* Objective
Gather every line below that contains the string "vertical", with letter case counting, and copy each one in full.

* The data
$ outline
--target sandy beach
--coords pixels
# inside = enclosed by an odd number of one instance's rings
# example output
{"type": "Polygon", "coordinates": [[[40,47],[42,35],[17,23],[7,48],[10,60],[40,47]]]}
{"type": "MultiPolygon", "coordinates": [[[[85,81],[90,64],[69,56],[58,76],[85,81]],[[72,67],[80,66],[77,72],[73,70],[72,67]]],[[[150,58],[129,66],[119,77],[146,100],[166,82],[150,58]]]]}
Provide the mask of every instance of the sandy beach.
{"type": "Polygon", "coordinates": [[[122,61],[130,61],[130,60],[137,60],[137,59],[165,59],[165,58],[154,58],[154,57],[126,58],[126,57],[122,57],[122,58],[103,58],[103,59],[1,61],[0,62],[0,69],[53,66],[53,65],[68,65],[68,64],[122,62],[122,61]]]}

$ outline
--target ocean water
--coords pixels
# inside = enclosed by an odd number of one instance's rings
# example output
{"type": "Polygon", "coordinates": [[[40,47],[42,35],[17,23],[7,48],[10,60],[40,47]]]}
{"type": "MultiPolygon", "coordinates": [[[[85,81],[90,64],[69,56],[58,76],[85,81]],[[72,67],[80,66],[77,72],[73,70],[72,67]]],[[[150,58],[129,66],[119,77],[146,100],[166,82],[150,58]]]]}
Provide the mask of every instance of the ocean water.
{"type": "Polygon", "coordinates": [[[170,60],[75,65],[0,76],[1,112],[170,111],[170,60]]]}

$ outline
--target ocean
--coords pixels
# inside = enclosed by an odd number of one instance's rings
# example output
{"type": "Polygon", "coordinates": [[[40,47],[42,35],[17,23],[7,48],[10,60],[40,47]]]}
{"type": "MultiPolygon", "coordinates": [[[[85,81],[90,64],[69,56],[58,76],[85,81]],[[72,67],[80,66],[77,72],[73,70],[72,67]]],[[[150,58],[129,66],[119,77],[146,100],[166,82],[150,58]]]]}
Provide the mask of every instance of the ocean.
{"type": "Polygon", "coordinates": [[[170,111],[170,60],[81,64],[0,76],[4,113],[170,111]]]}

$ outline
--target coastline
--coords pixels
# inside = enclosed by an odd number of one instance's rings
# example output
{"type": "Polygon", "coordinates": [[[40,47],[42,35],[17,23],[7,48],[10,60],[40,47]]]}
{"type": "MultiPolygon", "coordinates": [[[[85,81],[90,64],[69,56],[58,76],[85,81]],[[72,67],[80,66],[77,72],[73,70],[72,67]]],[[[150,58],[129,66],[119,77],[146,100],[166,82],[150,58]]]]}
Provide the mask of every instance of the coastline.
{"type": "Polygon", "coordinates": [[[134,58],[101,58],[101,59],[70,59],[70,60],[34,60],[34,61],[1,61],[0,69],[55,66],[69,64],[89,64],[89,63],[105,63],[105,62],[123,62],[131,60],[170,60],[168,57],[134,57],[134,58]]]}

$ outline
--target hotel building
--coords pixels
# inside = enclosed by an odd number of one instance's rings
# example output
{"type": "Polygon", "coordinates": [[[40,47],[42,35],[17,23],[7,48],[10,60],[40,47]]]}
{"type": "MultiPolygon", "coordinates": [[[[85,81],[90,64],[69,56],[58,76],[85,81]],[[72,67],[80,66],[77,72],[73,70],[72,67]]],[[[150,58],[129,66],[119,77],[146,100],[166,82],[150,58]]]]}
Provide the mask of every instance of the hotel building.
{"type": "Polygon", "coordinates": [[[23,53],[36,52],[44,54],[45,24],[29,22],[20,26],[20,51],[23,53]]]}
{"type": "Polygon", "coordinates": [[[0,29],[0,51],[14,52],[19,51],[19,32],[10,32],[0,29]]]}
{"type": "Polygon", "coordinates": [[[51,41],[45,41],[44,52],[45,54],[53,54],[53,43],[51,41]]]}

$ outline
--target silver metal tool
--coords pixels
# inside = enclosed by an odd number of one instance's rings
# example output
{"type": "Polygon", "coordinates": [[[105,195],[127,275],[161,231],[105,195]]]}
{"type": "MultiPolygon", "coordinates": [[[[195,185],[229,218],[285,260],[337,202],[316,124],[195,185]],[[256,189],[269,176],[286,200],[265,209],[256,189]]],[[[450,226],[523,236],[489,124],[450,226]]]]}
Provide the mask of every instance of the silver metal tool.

--

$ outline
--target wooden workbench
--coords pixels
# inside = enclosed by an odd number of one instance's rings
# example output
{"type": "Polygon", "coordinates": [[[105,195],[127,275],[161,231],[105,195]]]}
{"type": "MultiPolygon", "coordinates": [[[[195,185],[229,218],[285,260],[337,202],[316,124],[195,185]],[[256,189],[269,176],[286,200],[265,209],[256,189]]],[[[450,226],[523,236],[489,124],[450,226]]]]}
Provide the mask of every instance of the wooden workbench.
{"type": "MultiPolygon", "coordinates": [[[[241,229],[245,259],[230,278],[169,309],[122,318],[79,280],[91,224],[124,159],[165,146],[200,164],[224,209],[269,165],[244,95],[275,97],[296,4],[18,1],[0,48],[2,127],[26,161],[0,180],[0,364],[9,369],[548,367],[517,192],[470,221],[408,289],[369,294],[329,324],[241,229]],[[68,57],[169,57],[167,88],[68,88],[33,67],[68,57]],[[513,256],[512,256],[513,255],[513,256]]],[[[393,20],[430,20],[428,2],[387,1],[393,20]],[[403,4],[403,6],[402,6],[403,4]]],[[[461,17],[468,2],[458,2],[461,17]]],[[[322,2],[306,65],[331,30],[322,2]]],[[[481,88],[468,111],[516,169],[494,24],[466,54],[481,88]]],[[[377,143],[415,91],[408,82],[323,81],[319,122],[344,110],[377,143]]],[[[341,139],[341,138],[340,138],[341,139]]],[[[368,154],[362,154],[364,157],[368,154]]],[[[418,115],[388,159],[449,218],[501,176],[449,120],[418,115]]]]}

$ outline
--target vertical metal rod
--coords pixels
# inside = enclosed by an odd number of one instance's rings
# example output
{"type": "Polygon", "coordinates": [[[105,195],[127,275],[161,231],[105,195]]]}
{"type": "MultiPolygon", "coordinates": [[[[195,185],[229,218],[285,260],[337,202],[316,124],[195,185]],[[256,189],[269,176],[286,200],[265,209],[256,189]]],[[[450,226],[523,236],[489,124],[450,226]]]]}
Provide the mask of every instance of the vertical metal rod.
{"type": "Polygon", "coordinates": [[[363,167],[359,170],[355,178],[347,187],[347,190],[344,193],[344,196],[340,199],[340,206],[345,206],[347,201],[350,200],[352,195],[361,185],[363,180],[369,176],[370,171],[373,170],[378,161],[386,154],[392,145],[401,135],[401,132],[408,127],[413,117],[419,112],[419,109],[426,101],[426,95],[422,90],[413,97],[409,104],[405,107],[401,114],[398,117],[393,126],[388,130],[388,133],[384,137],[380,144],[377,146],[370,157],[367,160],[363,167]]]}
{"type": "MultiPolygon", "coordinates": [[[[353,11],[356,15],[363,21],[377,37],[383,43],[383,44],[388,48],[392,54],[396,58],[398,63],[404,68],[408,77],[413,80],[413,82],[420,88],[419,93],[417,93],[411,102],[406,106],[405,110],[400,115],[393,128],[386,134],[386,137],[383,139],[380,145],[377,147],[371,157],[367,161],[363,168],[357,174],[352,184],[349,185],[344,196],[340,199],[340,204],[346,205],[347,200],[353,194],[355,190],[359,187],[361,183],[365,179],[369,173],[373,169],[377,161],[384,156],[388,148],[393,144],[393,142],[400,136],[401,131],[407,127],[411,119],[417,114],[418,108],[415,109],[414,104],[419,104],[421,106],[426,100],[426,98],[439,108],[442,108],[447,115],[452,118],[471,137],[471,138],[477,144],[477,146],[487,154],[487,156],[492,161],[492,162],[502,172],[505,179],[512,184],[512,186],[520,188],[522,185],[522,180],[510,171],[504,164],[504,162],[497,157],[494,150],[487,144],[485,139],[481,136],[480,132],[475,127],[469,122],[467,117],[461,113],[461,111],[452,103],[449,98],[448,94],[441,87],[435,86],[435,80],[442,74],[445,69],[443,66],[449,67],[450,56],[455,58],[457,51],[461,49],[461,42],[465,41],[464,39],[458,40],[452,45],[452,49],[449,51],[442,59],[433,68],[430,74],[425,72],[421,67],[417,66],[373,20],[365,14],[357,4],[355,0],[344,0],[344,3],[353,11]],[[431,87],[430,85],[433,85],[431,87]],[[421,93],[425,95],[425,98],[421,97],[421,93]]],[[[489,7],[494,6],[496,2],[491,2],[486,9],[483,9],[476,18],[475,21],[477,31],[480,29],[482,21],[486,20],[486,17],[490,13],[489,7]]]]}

* Correct response
--target vertical metal rod
Provide the mask of every instance of the vertical metal rod.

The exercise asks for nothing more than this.